:: EXERCISE ::
Could you please retype all of the entries exactly as they appear?

[[ MATERIAL FOR THIS TASK, beginning ]]

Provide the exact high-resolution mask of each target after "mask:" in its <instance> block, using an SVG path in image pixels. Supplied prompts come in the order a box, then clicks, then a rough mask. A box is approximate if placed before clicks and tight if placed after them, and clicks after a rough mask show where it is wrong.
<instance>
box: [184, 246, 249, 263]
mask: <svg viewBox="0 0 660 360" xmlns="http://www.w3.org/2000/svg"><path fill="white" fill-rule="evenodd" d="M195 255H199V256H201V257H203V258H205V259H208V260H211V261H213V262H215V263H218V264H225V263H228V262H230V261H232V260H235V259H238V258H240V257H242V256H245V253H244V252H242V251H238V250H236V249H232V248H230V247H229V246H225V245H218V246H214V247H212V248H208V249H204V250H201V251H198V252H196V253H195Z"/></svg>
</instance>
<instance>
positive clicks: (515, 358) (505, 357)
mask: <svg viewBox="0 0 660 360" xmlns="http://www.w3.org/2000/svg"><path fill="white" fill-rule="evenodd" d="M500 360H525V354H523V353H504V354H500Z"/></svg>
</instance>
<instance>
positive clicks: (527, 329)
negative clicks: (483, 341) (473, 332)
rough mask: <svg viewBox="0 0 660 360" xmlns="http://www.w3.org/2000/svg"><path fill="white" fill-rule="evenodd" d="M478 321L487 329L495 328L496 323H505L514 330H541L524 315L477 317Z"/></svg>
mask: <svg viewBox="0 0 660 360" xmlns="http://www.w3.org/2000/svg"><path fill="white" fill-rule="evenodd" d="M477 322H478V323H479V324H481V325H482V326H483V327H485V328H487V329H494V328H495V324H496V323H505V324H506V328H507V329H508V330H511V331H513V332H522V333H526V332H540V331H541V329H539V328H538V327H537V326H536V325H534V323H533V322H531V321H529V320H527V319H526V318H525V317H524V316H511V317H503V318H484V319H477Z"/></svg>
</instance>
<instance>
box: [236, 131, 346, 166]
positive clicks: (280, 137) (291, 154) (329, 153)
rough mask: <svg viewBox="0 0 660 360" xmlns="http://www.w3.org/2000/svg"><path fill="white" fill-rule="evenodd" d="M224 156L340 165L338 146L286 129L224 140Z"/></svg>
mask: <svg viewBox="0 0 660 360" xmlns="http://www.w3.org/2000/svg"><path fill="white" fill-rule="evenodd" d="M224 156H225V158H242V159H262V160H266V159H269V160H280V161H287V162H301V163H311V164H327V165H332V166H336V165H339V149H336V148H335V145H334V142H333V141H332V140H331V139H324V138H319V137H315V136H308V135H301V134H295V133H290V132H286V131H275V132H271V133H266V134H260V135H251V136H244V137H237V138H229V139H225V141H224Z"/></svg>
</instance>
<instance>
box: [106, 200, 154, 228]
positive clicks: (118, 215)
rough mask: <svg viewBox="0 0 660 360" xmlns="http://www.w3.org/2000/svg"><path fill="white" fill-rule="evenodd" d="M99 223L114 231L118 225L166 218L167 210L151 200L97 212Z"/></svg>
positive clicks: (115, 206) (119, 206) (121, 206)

[[ MATERIAL FOR THIS TASK, end ]]

:: TASK ANSWER ::
Provide the exact high-resolution mask of each target after "mask:" in its <instance> block, using an SVG path in image pixels. Supplied prompts come in the order a box, then clicks, then a rough mask. A box is approximate if placed before clicks and tight if placed after them, and clicks after a rough mask show where it is wrong.
<instance>
box: [184, 246, 249, 263]
mask: <svg viewBox="0 0 660 360" xmlns="http://www.w3.org/2000/svg"><path fill="white" fill-rule="evenodd" d="M195 255H199V256H201V257H203V258H205V259H208V260H211V261H213V262H215V263H218V264H225V263H228V262H230V261H232V260H235V259H238V258H240V257H242V256H245V253H244V252H242V251H238V250H236V249H232V248H230V247H229V246H225V245H218V246H214V247H212V248H208V249H204V250H201V251H198V252H196V253H195Z"/></svg>
</instance>
<instance>
positive clicks: (515, 358) (505, 357)
mask: <svg viewBox="0 0 660 360" xmlns="http://www.w3.org/2000/svg"><path fill="white" fill-rule="evenodd" d="M500 360H525V354H523V353H504V354H500Z"/></svg>
</instance>
<instance>
positive clicks: (527, 329)
negative clicks: (483, 341) (473, 332)
rough mask: <svg viewBox="0 0 660 360" xmlns="http://www.w3.org/2000/svg"><path fill="white" fill-rule="evenodd" d="M478 321L487 329L495 328L496 323H505L514 330H541L524 315L477 317Z"/></svg>
mask: <svg viewBox="0 0 660 360" xmlns="http://www.w3.org/2000/svg"><path fill="white" fill-rule="evenodd" d="M477 322H478V323H479V324H481V325H482V326H483V327H485V328H487V329H494V328H495V324H496V323H505V324H506V328H507V329H508V330H511V331H513V332H522V333H526V332H540V331H541V329H539V328H538V327H537V326H536V325H534V323H533V322H531V321H529V320H527V319H526V318H525V317H524V316H511V317H503V318H484V319H477Z"/></svg>
</instance>
<instance>
box: [236, 131, 346, 166]
positive clicks: (280, 137) (291, 154) (329, 153)
rough mask: <svg viewBox="0 0 660 360" xmlns="http://www.w3.org/2000/svg"><path fill="white" fill-rule="evenodd" d="M224 156L340 165L338 146L286 129L224 140Z"/></svg>
mask: <svg viewBox="0 0 660 360" xmlns="http://www.w3.org/2000/svg"><path fill="white" fill-rule="evenodd" d="M224 156H225V158H242V159H262V160H266V159H269V160H280V161H287V162H301V163H311V164H327V165H332V166H336V165H339V149H336V148H335V145H334V142H333V141H332V140H331V139H324V138H319V137H315V136H308V135H301V134H295V133H290V132H286V131H275V132H271V133H266V134H260V135H251V136H244V137H237V138H229V139H225V141H224Z"/></svg>
</instance>
<instance>
box: [106, 200, 154, 228]
positive clicks: (118, 215)
rough mask: <svg viewBox="0 0 660 360" xmlns="http://www.w3.org/2000/svg"><path fill="white" fill-rule="evenodd" d="M99 223L114 231L118 225L166 218L167 210L151 200L97 212Z"/></svg>
positive clicks: (115, 206) (119, 206) (121, 206)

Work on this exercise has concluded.